== WHAT THIS TASK INVOLVES ==
I would like you to output every record below exactly, apart from the pictures.

== Images for object localization ==
---------------
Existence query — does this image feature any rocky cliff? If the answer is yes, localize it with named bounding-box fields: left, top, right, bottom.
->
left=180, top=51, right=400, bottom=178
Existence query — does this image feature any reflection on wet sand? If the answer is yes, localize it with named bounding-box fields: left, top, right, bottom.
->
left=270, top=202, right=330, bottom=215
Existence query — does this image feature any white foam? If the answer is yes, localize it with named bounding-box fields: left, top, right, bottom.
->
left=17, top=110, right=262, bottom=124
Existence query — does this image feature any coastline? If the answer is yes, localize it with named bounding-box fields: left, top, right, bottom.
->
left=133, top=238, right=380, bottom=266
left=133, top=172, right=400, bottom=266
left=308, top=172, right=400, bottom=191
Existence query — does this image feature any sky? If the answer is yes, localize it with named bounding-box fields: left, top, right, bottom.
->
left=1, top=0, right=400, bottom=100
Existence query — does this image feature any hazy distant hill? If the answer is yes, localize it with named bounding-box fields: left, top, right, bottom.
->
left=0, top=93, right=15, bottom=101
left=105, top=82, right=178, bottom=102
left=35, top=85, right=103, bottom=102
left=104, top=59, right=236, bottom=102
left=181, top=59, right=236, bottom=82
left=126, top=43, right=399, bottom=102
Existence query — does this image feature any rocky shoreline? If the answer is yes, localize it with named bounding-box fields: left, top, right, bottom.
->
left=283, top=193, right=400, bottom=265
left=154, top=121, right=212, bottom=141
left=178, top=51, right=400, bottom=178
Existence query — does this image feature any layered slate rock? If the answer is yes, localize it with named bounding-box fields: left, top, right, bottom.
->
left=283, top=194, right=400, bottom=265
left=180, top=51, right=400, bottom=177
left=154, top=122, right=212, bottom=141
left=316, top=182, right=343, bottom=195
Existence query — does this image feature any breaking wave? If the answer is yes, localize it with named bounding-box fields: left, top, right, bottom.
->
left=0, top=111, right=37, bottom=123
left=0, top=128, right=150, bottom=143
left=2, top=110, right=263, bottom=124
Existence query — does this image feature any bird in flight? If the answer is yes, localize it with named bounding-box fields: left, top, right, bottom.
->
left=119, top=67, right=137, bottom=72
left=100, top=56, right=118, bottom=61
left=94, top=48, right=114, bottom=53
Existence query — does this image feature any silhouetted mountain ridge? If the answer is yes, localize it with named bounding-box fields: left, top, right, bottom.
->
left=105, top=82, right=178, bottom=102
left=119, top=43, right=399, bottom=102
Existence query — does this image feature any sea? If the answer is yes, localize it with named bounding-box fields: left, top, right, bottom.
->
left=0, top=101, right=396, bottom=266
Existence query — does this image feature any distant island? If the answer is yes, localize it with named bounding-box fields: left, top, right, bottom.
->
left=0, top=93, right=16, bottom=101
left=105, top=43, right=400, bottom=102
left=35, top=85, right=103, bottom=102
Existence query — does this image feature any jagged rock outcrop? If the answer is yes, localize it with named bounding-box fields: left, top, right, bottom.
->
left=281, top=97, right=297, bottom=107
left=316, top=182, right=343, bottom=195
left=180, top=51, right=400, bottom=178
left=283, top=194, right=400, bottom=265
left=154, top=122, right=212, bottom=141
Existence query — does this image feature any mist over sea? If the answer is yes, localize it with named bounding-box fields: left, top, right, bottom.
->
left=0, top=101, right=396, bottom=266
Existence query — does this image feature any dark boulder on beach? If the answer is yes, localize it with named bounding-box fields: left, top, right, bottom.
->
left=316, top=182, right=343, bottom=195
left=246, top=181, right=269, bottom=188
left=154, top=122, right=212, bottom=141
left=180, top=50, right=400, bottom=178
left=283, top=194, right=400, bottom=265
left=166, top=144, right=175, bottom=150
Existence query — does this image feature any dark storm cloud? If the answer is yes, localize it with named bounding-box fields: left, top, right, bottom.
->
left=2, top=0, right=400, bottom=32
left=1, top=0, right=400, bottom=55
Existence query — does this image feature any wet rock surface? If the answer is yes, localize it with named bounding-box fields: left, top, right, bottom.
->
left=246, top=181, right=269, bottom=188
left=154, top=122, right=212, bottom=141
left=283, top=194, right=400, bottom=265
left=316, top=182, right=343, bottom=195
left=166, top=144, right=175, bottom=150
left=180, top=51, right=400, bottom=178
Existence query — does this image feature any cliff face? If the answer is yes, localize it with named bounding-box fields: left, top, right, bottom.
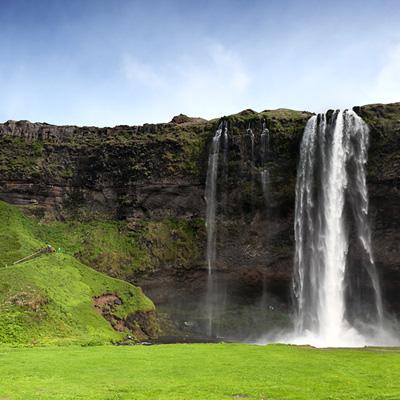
---------------
== REPLY TO THE EXERCISE ==
Existence query — does this image feature any rocky cliff? If the answer is yes, localize it with named bounding-box fields: left, top, right, bottom.
->
left=180, top=51, right=400, bottom=178
Existence query — does this image feature any reflection on wet sand? If the answer is yes, localize it with named bounding-box fields: left, top, right, bottom.
->
left=270, top=202, right=330, bottom=215
Existence query — does this image feature any white foam? If the answer is yes, localize it with named bounding-box fields: left, top, right, bottom.
->
left=17, top=110, right=262, bottom=124
Existence query — does this image feature any coastline? If the answer is yes, localize it with named bounding-box fields: left, top, right, bottom.
->
left=133, top=238, right=380, bottom=266
left=133, top=172, right=400, bottom=266
left=308, top=172, right=400, bottom=191
Existence query — does this image feature any sky? If the answer is yes, localize it with named bounding-box fields: left, top, right, bottom.
->
left=1, top=0, right=400, bottom=100
Existence query — does this image feature any hazy distant hill? If the answer is yes, localize it with named bounding-box fields: left, top, right, bottom.
->
left=0, top=93, right=15, bottom=101
left=105, top=82, right=178, bottom=102
left=35, top=85, right=103, bottom=102
left=104, top=59, right=236, bottom=102
left=181, top=59, right=236, bottom=82
left=126, top=43, right=399, bottom=102
Existence query — does this image feature any rocky shoreline? If the answer is yes, localize it with named bounding-box fields: left, top, right, bottom.
->
left=283, top=193, right=400, bottom=265
left=154, top=121, right=212, bottom=141
left=178, top=51, right=400, bottom=178
Existence query — does this image feature any layered slate rock? If the answer is yes, localize it with named bounding-box fields: left, top, right, bottom.
->
left=283, top=194, right=400, bottom=265
left=180, top=51, right=400, bottom=177
left=154, top=122, right=212, bottom=141
left=316, top=182, right=343, bottom=195
Existence query — does this image feature any breaking wave? If the answer is yes, localize it with named bounding-box fields: left, top, right, bottom.
->
left=0, top=111, right=37, bottom=123
left=0, top=128, right=150, bottom=143
left=2, top=110, right=263, bottom=124
Existence query — does this image feature any bird in flight? If the answer is yes, localize it with named bounding-box fields: left, top, right, bottom.
->
left=119, top=67, right=137, bottom=72
left=100, top=56, right=118, bottom=61
left=94, top=48, right=114, bottom=53
Existence query — does this image feature any silhouetted mountain ridge? If the answer is yes, localize it with named bounding-box fields: left, top, right, bottom.
->
left=105, top=82, right=178, bottom=102
left=119, top=43, right=399, bottom=102
Existence query — does this image feature any sea? If the answer is yes, localize it with named bounding-box fields: left, top, right, bottom.
->
left=0, top=101, right=396, bottom=266
Existence query — does this image feature any distant island? If the answer is yes, localize it with named bounding-box fields: left, top, right, bottom.
->
left=0, top=93, right=16, bottom=101
left=105, top=43, right=400, bottom=102
left=35, top=85, right=103, bottom=102
Existence query — does this image feature any jagged rock outcrop? If the answer is yes, localize it with named bounding-box fields: left, top, right, bottom.
->
left=281, top=97, right=297, bottom=107
left=316, top=182, right=343, bottom=195
left=180, top=51, right=400, bottom=178
left=283, top=194, right=400, bottom=265
left=154, top=122, right=212, bottom=141
Existence query — does this image feature any mist over sea? If the answer is yes, localize it with named bounding-box fields: left, top, right, bottom.
->
left=0, top=101, right=396, bottom=266
Existence query — does this image feature any dark boulder on beach? If the answer is yes, localize it with named bounding-box fields: left, top, right, bottom.
->
left=316, top=182, right=343, bottom=195
left=246, top=181, right=269, bottom=188
left=154, top=122, right=212, bottom=141
left=180, top=50, right=400, bottom=178
left=283, top=194, right=400, bottom=265
left=166, top=144, right=175, bottom=150
Existence query — does this image feature any dark storm cloud? If the answer is yes, localize it with named bounding-box fields: left, top, right, bottom.
->
left=2, top=0, right=400, bottom=32
left=1, top=0, right=400, bottom=55
Existence query — does this image feature any wet rock surface? If the answer is yes, localize it with named bounding-box fields: left, top, right, bottom.
->
left=246, top=181, right=269, bottom=188
left=154, top=122, right=212, bottom=141
left=283, top=194, right=400, bottom=265
left=316, top=182, right=343, bottom=195
left=166, top=144, right=175, bottom=150
left=180, top=51, right=400, bottom=178
Existence query — does this image feature any cliff face? If the answer is yes, localize it with named bounding-box fields: left, top, right, bottom.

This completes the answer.